§ **Excerpted passage**
'''

If you’ve read the last few posts, you know that we have had a pretty special time in Suwarrow National Park in the Northern Cook Islands. The girls have been tasked with more writing projects lately and I was really pleased with the work they put into the recent posts. Thanks for all the very nice comments, we have read them all to the girls. We will be replying to comments and adding pictures when we find our next internet connection which might be Niue.
We were extremely lucky to have Suwarrow all to ourselves for a week. This atoll was home to Tom Neal in the 60’s and 70’s and his time there was the subject of his book, An Island to Oneself. These days, I imagine that it is a bit of a conundrum for the Cook Islands government. Extremely important to the oceanic and avian wildlife and a nice rest stop for cruisers on their way west or north, it is also costly to manage and brings in very little money; likely, it is deep in the hole with what they have to pay the rangers to live out there for 5 months a year to keep an eye on things, track wildlife populations, clean up trash and check in and out cruisers who come through. It only cost is $50 USD to check into Suwarrow for a maximum of 14 days, multiply that by the 106 boats that came in this year and that isn’t paying for much. Yes, it does seem that we are one of the last, if not, the last boat through there this year. Closing down National Parks again!

'''

§ **Problem requirements**
According to the post about Suwarrow, what tasks do the rangers carry out during their months on the atoll? List every one.

§ **Stored data**
'''

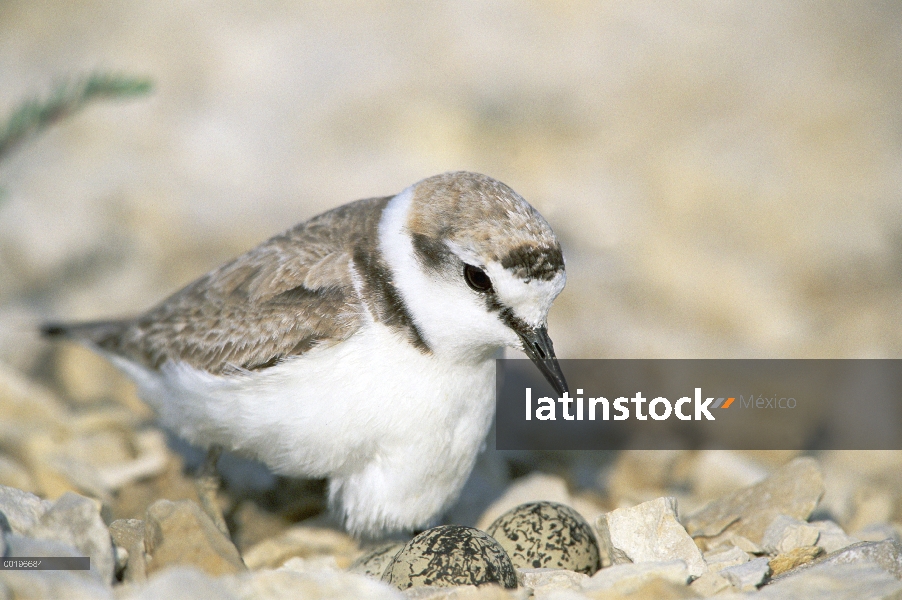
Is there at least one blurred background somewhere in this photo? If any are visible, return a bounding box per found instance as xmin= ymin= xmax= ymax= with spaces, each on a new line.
xmin=0 ymin=0 xmax=902 ymax=548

'''

§ **Full answer**
- Keep an eye on things
- Track wildlife populations
- Clean up trash
- Check in and out cruisers who come through